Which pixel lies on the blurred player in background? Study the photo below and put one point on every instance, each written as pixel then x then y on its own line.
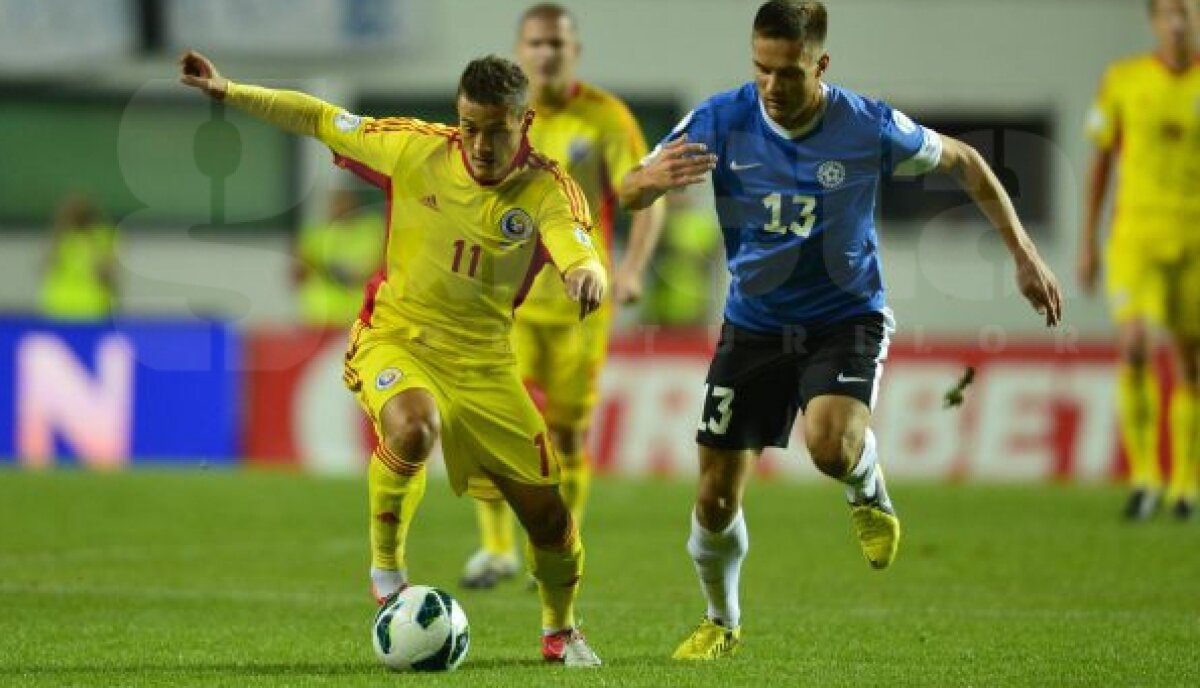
pixel 473 210
pixel 593 136
pixel 336 258
pixel 1147 114
pixel 79 275
pixel 797 168
pixel 684 292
######
§ What to produce: Give back the records word for word, without their pictures.

§ Result of the task:
Which pixel lies on the blurred player in background? Study the photo below and put one point on every instance, each written as pixel then x then y on its own line.
pixel 473 210
pixel 593 136
pixel 336 258
pixel 1147 114
pixel 79 275
pixel 797 168
pixel 684 292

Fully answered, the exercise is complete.